===== Excerpt =====
How to store a stroller (garage, apartment, or the long wait for kid #2)
Strollers die in storage more often than they die in use. The failure modes are boringly consistent — damp concrete, temperature swings, mice, and grime left to set — and all of them are cheap to prevent. Here's how to store a stroller for a season in the garage, for years between kids, or in an apartment with no garage at all.
Garage storage: the default, done right
The garage is where most strollers live between uses, and it's a harsher environment than it looks:
- Get it off the concrete. Concrete floors wick and hold moisture, and a steel-framed stroller parked on damp concrete for a season grows rust at every fastener and spring. A rubber mat, a shelf, or a pallet is enough — anything that breaks the contact.
- Fold flat vs. standing: either is fine structurally — modern frames are designed to be stored folded. Standing on its wheels takes less floor thought; flat on a shelf keeps it out of the way. What matters is that nothing heavy gets stacked on it, which bends baskets and stresses the fold joints.
- Go vertical. The bike-storage aisle is secretly the stroller-storage aisle: heavy-duty wall hooks (rated 50+ lbs) hold a folded stroller by the frame, and ceiling pulley hoists made for bikes lift a full-size stroller clean out of the floor plan. Hook the frame, never the fabric or the handlebar adjustment.
- Cover it or strip it. An uncovered stroller in a garage collects dust, spider webs, and — worse — makes inviting mouse bedding out of the seat padding. Either remove the fabric and store it indoors, or cover the stroller with a large bag or sheet.
===== Records provided =====
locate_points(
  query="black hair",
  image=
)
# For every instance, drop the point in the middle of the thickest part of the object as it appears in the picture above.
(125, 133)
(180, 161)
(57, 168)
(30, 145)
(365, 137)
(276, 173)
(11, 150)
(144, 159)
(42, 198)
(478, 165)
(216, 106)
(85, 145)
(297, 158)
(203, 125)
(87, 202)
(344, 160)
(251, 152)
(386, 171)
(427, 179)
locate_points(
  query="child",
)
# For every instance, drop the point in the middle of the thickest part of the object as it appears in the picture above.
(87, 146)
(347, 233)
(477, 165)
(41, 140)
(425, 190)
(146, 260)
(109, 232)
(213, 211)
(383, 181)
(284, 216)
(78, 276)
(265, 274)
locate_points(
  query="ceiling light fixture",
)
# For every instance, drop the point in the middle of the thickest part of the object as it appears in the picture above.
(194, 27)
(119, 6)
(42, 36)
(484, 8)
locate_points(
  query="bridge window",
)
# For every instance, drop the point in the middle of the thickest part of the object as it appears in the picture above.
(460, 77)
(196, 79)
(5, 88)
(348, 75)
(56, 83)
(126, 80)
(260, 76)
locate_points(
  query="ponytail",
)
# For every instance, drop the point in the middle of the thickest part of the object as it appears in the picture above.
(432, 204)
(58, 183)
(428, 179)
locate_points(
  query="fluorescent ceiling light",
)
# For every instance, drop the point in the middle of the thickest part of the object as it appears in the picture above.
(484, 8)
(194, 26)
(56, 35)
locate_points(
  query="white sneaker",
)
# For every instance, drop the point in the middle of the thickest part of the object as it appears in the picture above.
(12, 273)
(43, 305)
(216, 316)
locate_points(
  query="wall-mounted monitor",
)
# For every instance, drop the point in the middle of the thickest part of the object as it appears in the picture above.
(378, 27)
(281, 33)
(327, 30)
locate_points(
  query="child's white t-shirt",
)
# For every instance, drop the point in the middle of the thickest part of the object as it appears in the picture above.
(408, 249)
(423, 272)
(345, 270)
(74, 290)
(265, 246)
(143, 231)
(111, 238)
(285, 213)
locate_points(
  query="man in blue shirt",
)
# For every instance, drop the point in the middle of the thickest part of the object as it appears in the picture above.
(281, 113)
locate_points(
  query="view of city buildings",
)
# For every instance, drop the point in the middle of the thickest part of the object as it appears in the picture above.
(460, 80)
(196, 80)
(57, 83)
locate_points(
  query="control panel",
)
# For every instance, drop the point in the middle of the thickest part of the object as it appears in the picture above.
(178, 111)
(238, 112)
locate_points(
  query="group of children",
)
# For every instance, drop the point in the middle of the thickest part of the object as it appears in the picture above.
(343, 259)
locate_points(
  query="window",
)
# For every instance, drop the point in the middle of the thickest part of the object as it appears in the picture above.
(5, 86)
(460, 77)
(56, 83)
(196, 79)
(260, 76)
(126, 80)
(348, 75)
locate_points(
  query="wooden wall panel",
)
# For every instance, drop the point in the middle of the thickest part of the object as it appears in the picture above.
=====
**Tasks to carry out**
1) Please copy the stroller storage guide above the entries, everything from "- Cover it or" down to "bag or sheet.".
2) Write the next part of the stroller storage guide, picking up after its last sentence.

**Results by task**
1)
- Cover it or strip it. An uncovered stroller in a garage collects dust, spider webs, and — worse — makes inviting mouse bedding out of the seat padding. Either remove the fabric and store it indoors, or cover the stroller with a large bag or sheet.

2)
- Mind the temperature swings. An uninsulated garage cycling from freezing to baking is hard on foam-filled tires (they can crack or flat-spot) and makes plastics brittle over time. If your garage sees real extremes, the stroller would rather live in a closet.
Long-term storage between kids
Planning a gap of a year or more before the next baby? The storage decisions you make today decide whether you have a usable stroller later — or a moldy one worth nothing (see what clean used strollers are worth for the stakes; premium models hold 40–60% of retail).
- Clean it first, completely. This is non-negotiable: food residue and grime left on for a year set permanently and attract pests. Full walkthrough in the cleaning guide — and make sure the fabric is bone dry before it goes into storage, or you're sealing mold in with it.
- Original box, if you kept it, is genuinely the best container — it protects against dust and stacking damage, and it helps resale later. A large zip-up storage bag is the runner-up.
- Throw in silica gel packs (the big rechargeable ones are a few dollars) with the fabric and inside the box to keep humidity off metal and padding.
- Bag the small parts together. Car-seat adapters, the manual, rain cover, and cup holder go in one labeled zip bag taped inside the box. Future-you, or a future buyer, will be grateful — a complete set sells for meaningfully more.
- Store it indoors if you possibly can. A closet or under-stair space beats the garage, and the garage beats the attic (heat) and the shed (moisture, mice).
One caveat on the matching infant car seat: car seats expire, typically 6–10 years from manufacture, so check the date sticker before assuming it'll serve kid #2. Details in the travel system guide.
Apartment and small-space storage
No garage changes the math — now the stroller competes with you for living space:
- Compact-fold strollers earn their price here. A travel stroller like the BABYZEN YOYO or Cybex's compact models folds small enough for a coat closet shelf or under the bed — which is exactly why city parents pay the premium. If you're still choosing a stroller and storage is tight, weigh this heavily (our choosing guide covers the tradeoffs).
- An over-door or wall hook inside the entry closet holds a folded compact stroller off the floor.
- Full-size in an apartment: a corner of the entryway with a boot tray under the wheels (city wheels are filthy) is the honest answer. Wipe the wheels at the door and the rest of the home stays clean.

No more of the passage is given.